• What is being asked:
Take the entries below and reproduce them word for word.

Data extracted from a collection:
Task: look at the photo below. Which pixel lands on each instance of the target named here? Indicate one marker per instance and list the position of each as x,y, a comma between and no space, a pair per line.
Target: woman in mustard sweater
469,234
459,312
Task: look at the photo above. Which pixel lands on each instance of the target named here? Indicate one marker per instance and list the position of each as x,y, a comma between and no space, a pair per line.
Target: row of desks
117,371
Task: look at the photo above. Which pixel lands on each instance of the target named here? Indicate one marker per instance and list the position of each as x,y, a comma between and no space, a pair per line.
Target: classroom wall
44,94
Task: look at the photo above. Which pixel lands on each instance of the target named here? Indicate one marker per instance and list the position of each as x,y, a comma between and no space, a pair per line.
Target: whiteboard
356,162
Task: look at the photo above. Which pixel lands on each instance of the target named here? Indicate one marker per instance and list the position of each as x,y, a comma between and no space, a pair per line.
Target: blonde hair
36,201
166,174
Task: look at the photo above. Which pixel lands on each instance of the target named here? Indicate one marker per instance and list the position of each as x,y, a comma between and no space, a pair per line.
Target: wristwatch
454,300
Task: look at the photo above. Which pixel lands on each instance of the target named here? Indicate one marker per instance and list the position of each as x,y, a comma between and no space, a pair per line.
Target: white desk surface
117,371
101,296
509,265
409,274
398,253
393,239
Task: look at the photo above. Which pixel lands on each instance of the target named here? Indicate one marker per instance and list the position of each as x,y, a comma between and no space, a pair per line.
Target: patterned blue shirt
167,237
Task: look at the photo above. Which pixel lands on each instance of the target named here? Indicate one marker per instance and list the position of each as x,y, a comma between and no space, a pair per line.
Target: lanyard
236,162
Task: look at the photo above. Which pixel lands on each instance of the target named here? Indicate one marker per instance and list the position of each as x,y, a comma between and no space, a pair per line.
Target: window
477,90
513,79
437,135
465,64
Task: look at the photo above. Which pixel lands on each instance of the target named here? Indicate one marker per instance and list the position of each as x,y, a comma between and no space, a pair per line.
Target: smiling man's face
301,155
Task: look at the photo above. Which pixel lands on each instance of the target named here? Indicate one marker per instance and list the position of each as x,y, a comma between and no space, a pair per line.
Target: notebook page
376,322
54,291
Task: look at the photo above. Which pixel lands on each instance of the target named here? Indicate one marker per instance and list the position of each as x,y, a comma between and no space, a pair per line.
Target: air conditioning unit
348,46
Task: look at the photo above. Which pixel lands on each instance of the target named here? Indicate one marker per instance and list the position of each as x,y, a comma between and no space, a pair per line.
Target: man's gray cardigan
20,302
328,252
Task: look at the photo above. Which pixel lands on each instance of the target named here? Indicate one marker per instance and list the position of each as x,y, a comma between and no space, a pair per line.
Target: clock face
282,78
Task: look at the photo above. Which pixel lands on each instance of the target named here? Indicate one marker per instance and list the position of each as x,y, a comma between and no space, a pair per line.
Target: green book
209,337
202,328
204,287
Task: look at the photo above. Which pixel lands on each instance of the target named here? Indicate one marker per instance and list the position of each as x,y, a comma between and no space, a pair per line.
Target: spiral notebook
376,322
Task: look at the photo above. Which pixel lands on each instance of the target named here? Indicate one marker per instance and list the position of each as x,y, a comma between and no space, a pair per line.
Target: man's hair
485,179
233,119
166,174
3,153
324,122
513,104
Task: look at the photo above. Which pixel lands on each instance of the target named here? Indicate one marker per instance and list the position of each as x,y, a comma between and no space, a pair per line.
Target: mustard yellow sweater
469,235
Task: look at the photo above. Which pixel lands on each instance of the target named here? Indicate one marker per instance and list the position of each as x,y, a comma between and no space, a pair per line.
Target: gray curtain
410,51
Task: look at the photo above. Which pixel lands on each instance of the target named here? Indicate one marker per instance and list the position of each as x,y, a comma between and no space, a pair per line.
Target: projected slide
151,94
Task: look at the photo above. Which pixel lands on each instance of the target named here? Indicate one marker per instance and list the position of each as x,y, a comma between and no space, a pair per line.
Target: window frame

• Expected answer:
Task: look at the photo below. Which pixel lands on each instance of the target named here? Indicate one marker per instance and list the position of each as x,y, a comma between and no space, a pair per line.
Target: woman in mustard sweater
469,234
459,312
Task: look at the photo above. Which pixel lands on each instance of the target named here? Indicate one marker per instance and list the position of each as x,y, a comma between and no space, a pair per line.
Target: row of desks
117,371
Task: look at the photo above. Which pixel lands on each instance of the target named here? Indicate one marker per instance and list the position of each as x,y, a comma between and no space, a pair per line.
Target: classroom wall
44,94
Task: look at the photo above. Which pixel lands on each instance of the target named here? Indicate one marker per instance and list the position of each as x,y, a comma between and no space, a pair per line.
Target: whiteboard
356,162
Task: look at the photo above. Which pixel lands on each instance of the target named here? Indicate one marker per instance and list the position of each as x,y, a comma between and no space, a pair per line.
Target: blonde hair
36,201
166,174
Task: look at the photo above. Which pixel lands on each instance of the target named here? Indicate one marker per instance and list the position of each as x,y, a comma between and no space, a pair per line.
Target: wristwatch
454,300
Task: look at the photo above. Which pixel lands on each instance of the target named here? Indicate one marker per instance and list the position of each as x,y, a comma between and no space, a pair per line.
Target: white desk surface
117,371
101,296
509,265
409,274
398,253
393,239
Task: look at the photo above. Which pixel lands on each instance of the target named here? Indicate one marker per instance and list the position of each as x,y, a comma between and no space, a pair per line.
Target: patterned blue shirt
167,237
Task: look at the photo above. Which pixel lands on each instance of the target named here? Indicate one marker per instance and list the position of each as x,y, a comma between and no space, a pair per line.
Target: lanyard
236,162
Task: look at the photo above. Which pixel lands on each instance of the target named here? Indicate one marker per instance and list the position of each as x,y, a comma between and no space, a pair per line.
Target: window
477,90
513,79
437,135
465,64
Task: look at the photo above. Which pixel lands on each instance of the target named here? Indicate one marker per instance and list the position of each as x,y, a comma between and no space, a pair per line.
Target: smiling man's face
301,155
Task: look at the photo above. Which pixel lands on each instance of the target named here? Indicate one marker per instance and list the position of each as x,y, a comma between and no space, a pair per line.
Target: notebook page
376,322
54,291
Task: look at the photo above. Which pixel lands on each instance of the target named here? Indicate one marker per instance and list the position of each as x,y, a comma between and no space, a pair per line.
Target: air conditioning unit
348,46
Task: look at the photo above. Which pixel lands on each instance of the target named here? Indicate one marker per instance and list the position of each as x,y, a comma between and no space, a pair per line.
Target: man's gray cardigan
20,302
328,252
Task: look at the photo above. Which pixel lands on each instance of the target named here? Indicate one marker per instance and list the position of each as x,y, a comma between and no space, a pair per line.
Target: clock face
282,78
Task: look at the photo above. Which pixel lands on each instance of the target named here? Indicate one marker per instance and list the position of each as x,y, a comma between and no space, a pair per line.
Target: green book
209,337
202,328
204,287
Task: look at the photo above. Which pixel lands on each instance of the target named here? Indicate one marker per instance and list the position of each as x,y, a comma between and no space, a pair per line.
Target: spiral notebook
376,322
Task: look at the photo above. Which pixel lands on each instance of the target named here? Indicate one marker per instance and list the position of each as x,y, a comma between and no space, a pair per line.
Target: man's hair
485,179
233,119
166,174
3,153
324,122
513,104
Task: look at the photo above. Which pixel lands on each instance of the target named here? Indicate one marker per instance and list the position of each as x,y, a comma between and no space, a pair per line.
Target: mustard yellow sweater
469,235
Task: look at the photo above. Which pixel lands on each instance of the target named here? Indicate one marker per instance and list the position of each as x,y, a comma between and no space, a pair per line.
Target: gray curtain
410,51
Task: look at the photo above. Which pixel lands on each instance of the target named here? Indicate one marker per instance and list the position of each as x,y, a comma between and no space, a pair per line.
Target: projected slide
151,94
Task: look at the photo above. Which pixel lands on each instance of the target named here? Indicate one marker per instance and list the position of each as x,y, a comma between and no space, a pair per line.
Target: window frame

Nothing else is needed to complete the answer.